_DESCRIPTION OF THE TASK_
Could you extract every entry below and reproduce it exactly?

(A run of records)
++++++
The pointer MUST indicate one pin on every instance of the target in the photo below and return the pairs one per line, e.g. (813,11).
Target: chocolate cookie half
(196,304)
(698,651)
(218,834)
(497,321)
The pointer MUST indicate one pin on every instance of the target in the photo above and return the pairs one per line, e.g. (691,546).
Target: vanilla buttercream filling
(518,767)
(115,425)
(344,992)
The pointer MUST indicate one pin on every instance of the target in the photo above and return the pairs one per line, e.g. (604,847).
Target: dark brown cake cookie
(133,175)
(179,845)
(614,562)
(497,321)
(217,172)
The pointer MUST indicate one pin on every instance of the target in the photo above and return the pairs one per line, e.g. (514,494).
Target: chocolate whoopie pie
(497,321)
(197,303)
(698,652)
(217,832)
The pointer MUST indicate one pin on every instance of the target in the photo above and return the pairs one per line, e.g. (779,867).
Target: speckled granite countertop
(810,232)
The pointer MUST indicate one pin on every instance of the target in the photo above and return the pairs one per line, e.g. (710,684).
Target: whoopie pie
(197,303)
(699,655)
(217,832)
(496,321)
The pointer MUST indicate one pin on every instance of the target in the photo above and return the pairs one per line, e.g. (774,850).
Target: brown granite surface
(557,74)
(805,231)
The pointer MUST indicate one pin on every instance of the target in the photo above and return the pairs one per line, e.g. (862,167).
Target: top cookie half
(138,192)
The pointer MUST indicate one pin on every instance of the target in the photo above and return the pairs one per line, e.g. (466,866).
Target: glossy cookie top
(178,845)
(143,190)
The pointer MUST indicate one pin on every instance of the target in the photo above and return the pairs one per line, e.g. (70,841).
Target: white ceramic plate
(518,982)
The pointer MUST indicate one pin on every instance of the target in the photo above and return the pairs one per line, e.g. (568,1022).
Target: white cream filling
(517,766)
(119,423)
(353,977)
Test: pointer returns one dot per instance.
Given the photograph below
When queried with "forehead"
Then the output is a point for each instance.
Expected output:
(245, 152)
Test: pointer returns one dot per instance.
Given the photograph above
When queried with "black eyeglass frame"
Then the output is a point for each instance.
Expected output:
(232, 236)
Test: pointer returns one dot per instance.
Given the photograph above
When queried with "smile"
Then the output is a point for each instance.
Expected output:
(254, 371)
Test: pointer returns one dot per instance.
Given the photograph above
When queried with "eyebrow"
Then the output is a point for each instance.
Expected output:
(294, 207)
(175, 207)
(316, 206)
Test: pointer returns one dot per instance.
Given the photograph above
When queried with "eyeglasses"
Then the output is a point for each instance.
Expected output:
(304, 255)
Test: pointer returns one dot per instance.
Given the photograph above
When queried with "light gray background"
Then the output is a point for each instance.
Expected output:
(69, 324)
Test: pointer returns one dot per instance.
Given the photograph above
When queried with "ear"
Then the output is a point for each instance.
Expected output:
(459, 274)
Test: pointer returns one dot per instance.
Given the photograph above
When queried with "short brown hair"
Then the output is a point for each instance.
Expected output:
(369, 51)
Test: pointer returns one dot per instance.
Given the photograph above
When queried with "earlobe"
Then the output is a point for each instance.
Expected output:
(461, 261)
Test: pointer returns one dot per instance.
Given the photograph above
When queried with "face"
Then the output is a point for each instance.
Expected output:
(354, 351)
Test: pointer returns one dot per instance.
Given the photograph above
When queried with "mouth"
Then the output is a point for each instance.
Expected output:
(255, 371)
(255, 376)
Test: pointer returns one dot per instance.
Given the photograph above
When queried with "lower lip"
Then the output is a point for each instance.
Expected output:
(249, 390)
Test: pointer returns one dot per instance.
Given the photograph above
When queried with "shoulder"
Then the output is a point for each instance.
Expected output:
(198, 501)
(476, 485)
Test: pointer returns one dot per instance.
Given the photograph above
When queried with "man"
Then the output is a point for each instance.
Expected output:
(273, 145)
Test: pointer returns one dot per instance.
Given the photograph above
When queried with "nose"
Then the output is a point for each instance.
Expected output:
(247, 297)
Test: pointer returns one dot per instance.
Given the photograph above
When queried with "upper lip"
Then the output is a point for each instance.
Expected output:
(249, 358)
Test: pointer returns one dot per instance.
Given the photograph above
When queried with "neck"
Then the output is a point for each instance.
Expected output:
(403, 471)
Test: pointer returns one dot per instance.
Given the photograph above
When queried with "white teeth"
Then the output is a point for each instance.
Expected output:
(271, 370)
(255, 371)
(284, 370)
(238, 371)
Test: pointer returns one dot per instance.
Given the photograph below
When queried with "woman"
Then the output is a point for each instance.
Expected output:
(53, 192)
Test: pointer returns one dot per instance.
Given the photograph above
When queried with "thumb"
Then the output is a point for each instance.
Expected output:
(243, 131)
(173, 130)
++++++
_WRITTEN ANSWER_
The pointer MUST indicate one pin on every instance of the target in the photo below and return the pairs one per line, e.g. (813,11).
Target: chocolate cookie half
(196,304)
(698,651)
(218,834)
(497,321)
The pointer MUST indicate one pin on every instance of the target in the photo above and return the pairs one per line, e.g. (691,546).
Target: vanilla buttercream filling
(518,767)
(115,425)
(344,992)
The pointer MUST indicate one pin on every instance of the target in the photo above and return the pairs one per line, e.g. (604,847).
Target: dark brown cake cookie
(133,175)
(179,845)
(614,562)
(497,321)
(217,172)
The pointer MUST indicate one pin on every instance of the target in the photo above and return the pairs one per line, e.g. (514,494).
Target: chocolate whoopie pie
(497,321)
(197,303)
(698,652)
(217,832)
The pointer MUST indicate one pin on every instance of the target in the photo above and return the pairs one per line, e.g. (779,867).
Target: speckled granite countertop
(810,232)
The pointer MUST indicate one pin on every instance of the target in the photo above and return the pairs one per line, e.g. (710,684).
Target: whoopie pie
(197,303)
(699,655)
(217,832)
(496,321)
The pointer MUST indicate one pin on every instance of the target in the photo above and return the pairs one per line, e.g. (774,850).
Target: brown granite surface
(557,74)
(805,231)
The pointer MUST indicate one pin on every instance of the target in the photo above and return the pairs one per line, e.g. (862,167).
Target: top cookie half
(138,192)
The pointer MUST indicate one pin on every instance of the target in the photo above and return the pairs one per line, e.g. (466,866).
Target: glossy cookie top
(178,845)
(143,190)
The pointer MUST indicate one pin on every instance of the target in the photo above and return the pairs one per line, e.g. (70,841).
Target: white ceramic plate
(518,982)
The pointer MUST indicate one pin on every instance of the target in the photo above and return the pairs one per line, e.g. (568,1022).
Target: white cream filling
(517,766)
(119,423)
(353,977)
Test: pointer returns one dot per instance.
Given the photograph below
When queried with "forehead"
Then the output is a point for each instance.
Expected output:
(245, 152)
Test: pointer returns one dot per instance.
Given the photograph above
When queried with "black eyeglass frame"
Then the output is a point for each instance.
Expected output:
(232, 236)
Test: pointer returns one dot per instance.
Given the photograph above
When queried with "smile"
Then the output is a point for each instance.
Expected output:
(254, 371)
Test: pointer returns one dot per instance.
Given the photograph above
When queried with "eyebrow"
Then the output is a point for each instance.
Expected output:
(294, 207)
(175, 207)
(316, 206)
Test: pointer returns one dot per instance.
Given the photograph above
When queried with "eyeglasses"
Then the output is a point for each instance.
Expected output:
(304, 255)
Test: pointer returns one dot per instance.
Given the photograph above
When queried with "light gray background"
Then the output is a point for each instance.
Expected output:
(69, 324)
Test: pointer returns one dot per instance.
Given the photograph above
When queried with "ear"
Then the output is a point for each instance.
Expected output:
(459, 274)
Test: pointer returns one dot per instance.
Given the photograph above
When queried with "short brown hair"
Then the output is a point for each instance.
Expected output:
(369, 51)
Test: pointer returns one dot per instance.
Given the photograph above
When queried with "earlobe"
Then the output is a point for each instance.
Expected output:
(461, 261)
Test: pointer returns one dot per instance.
Given the photograph above
When queried with "face"
Then the output is a point for each instance.
Expected output:
(354, 351)
Test: pointer returns one dot per instance.
Given the photograph above
When queried with "mouth"
Then the output is a point for each instance.
Expected output:
(255, 371)
(255, 376)
Test: pointer returns one dot per instance.
Given the photograph above
When queried with "lower lip"
Then the output is a point for each instance.
Expected output:
(249, 390)
Test: pointer returns one dot per instance.
Given the photograph above
When queried with "shoulder"
Then the output is a point for each instance.
Expected output:
(198, 501)
(476, 485)
Test: pointer returns one dot per instance.
Given the photograph above
When queried with "man"
Then the output is a point for each instance.
Expected output:
(273, 145)
Test: pointer returns one dot per instance.
Given the photograph above
When queried with "nose"
Then the output is a point for each instance.
Expected output:
(247, 297)
Test: pointer returns one dot per instance.
Given the photograph above
When queried with "upper lip"
Then the output is a point for each instance.
Expected output:
(249, 358)
Test: pointer returns one dot per instance.
Given the photograph above
When queried with "neck"
Then the output is a point for each instance.
Expected output:
(403, 471)
Test: pointer returns one dot per instance.
Given the photograph above
When queried with "white teeth"
Then the output is a point for each instance.
Expected output:
(271, 370)
(255, 371)
(284, 370)
(238, 371)
Test: pointer returns one dot per instance.
Given the photograph below
When queried with "woman"
Then the output is a point for each instance.
Expected output:
(53, 192)
Test: pointer returns one dot per instance.
Given the photograph above
When queried with "thumb"
Then the output is a point for each instance.
Expected output:
(243, 131)
(173, 130)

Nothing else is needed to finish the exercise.